(TEXT BLOCK)

U.S. Treasury Secretary Janet Yellen warned Tuesday of economic calamity if climate change is not addressed with immediate government intervention.
Joined by local business owners and prominent Democrats in North Carolina, Yellen said the increasing frequency and severity of natural disasters could create devastating short-term supply reductions of everyday goods that could cause prices to skyrocket.
Supply chain disruptions like those experienced on a global scale during the COVID-19 pandemic could soon become commonplace, she said during a visit to Cypress Creek Renewables’ solar farm in Chapel Hill.
“Here in North Carolina, you remember well the devastating toll of Hurricane Florence. That disaster killed 22 Americans. It led to $24 billion in damage and left a million North Carolinians without power,” Yellen said.
As North Carolina is gearing up for several tight races in November, Yellen pitched the benefits of Democrats’ new climate, health and tax law, the so-called Inflation Reduction Act, that will spend $375 billion over the next decade on climate-related investments.
Combined with last year’s bipartisan infrastructure law, the investments total more than $430 billion. The money will be spent on everything from providing tax credits to purchasers of qualifying electric vehicles to constructing clean-manufacturing facilities.
Yellen said spending will be particularly impactful in “non-coastal communities that have suffered from disinvestment.”
Some North Carolinians who lost their homes in Florence in 2018 and Hurricane Matthew in 2016 are still waiting on repairs or permanent housing accommodations, due in large part to supply and labour shortages brought on by the pandemic, according to the state’s disaster recovery agency.

(End TEXT BLOCK)
(DATASET ENTRIES)

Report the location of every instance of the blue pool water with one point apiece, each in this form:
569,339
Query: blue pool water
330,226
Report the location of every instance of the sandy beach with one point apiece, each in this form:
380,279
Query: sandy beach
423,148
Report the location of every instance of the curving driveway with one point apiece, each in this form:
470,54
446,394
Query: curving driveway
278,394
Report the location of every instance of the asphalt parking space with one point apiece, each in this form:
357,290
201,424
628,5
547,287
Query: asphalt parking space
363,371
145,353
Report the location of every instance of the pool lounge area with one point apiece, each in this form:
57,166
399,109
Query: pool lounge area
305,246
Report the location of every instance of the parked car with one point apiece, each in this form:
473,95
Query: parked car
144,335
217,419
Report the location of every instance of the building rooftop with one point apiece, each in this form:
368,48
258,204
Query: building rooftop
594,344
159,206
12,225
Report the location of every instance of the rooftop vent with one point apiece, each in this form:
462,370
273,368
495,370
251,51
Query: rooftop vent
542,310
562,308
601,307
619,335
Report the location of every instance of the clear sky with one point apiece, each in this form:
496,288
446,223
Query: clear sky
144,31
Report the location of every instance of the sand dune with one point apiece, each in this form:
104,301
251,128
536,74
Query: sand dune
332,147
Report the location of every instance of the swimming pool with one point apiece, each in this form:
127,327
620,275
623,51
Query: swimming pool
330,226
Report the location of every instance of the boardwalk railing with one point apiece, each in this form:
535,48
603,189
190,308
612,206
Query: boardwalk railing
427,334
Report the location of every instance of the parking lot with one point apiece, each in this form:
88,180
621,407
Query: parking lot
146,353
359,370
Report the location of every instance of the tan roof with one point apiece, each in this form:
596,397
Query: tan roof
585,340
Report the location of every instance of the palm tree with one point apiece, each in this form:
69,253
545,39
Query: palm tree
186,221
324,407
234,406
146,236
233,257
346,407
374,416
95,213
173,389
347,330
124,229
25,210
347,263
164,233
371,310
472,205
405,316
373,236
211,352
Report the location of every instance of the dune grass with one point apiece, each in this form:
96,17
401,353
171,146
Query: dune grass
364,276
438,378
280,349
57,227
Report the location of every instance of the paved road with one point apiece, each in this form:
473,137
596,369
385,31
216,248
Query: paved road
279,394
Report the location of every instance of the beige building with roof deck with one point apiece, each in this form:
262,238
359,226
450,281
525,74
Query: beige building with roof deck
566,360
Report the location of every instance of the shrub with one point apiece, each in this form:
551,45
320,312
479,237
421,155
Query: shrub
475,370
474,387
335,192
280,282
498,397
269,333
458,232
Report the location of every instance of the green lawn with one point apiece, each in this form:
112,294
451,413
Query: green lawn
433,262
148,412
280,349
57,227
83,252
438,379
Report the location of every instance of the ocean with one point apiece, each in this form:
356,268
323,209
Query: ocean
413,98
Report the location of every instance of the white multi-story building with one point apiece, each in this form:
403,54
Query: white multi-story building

(End DATASET ENTRIES)

| ACTIVITY 1 |
Shorten the paragraph of the article on Janet Yellen's climate warning that begins "Combined with last year's bipartisan infrastructure law," and keep its main facts.
| ACTIVITY 2 |
List every dollar amount that appears in the article on Janet Yellen's climate warning, along with what each refers to.
| ACTIVITY 3 |
Continue the article on Janet Yellen's climate warning from its final sentence.
The material has no connection to the article on Janet Yellen's climate warning.

| ANSWER SPACE 1 |
Together with last year's bipartisan infrastructure law, the investments exceed $430 billion, funding projects from electric-vehicle tax credits to clean-manufacturing facilities.

| ANSWER SPACE 2 |
- $24 billion: the damage caused by Hurricane Florence
- $375 billion: the Inflation Reduction Act's climate-related spending over the next decade
- More than $430 billion: the total of those investments combined with last year's bipartisan infrastructure law

| ANSWER SPACE 3 |
Other policies championed by President Joe Biden – including the CHIPS Act, which invests $52 billion in the domestic semiconductor industry – have focused on shoring up essential resources to reduce dependency on global manufacturers.
Yellen is the third Cabinet member to visit North Carolina in September alone, following visits from Environmental Protection Agency Administrator Michael Regan in Warrenton last weekend and Vice President Kamala Harris in Durham on Sept. 1.
Yellen’s visit is part of a month-long national tour highlighting new legislation.
The Republican National Committee called Yellen’s trip to North Carolina “ironic,” accusing her of touting so-called solutions to economic problems that she and the Biden administration created, said spokeswoman Taylor Mazock.
Yellen, for her part, said the “persistent, frequent shocks” caused by climate change will put greater strains on the national budget if unaddressed. “State and local governments may increasingly be forced to devote scarce resources to disaster mitigation, potentially at the expense of investments in areas like education and worker training,” she said.
Six weeks out from the midterm elections, Biden has been showering attention on the Southern swing state, where a tight U.S. Senate race could shift the power balance in the narrowly divided chamber.
The White House hosted more than 50 North Carolina leaders for a forum last week on how Biden’s policies could benefit working class communities in the Tar Heel state.
And with abortion access in the spotlight, Democrats are funneling resources into North Carolina’s state legislative campaigns to prevent Republicans from gaining the few seats they need to nullify the Democratic governor’s veto on more stringent restrictions.
Republican U.S. Sen. Thom Tillis criticized the Biden administration Tuesday for its “reckless” spending policies that he said have been “a disaster for North Carolina families” and the economy.
“President Biden’s answer to all of our problems has been to spend more money we don’t have on far-left priorities like green energy welfare, which will only make inflation even worse for North Carolinians,” Tillis said.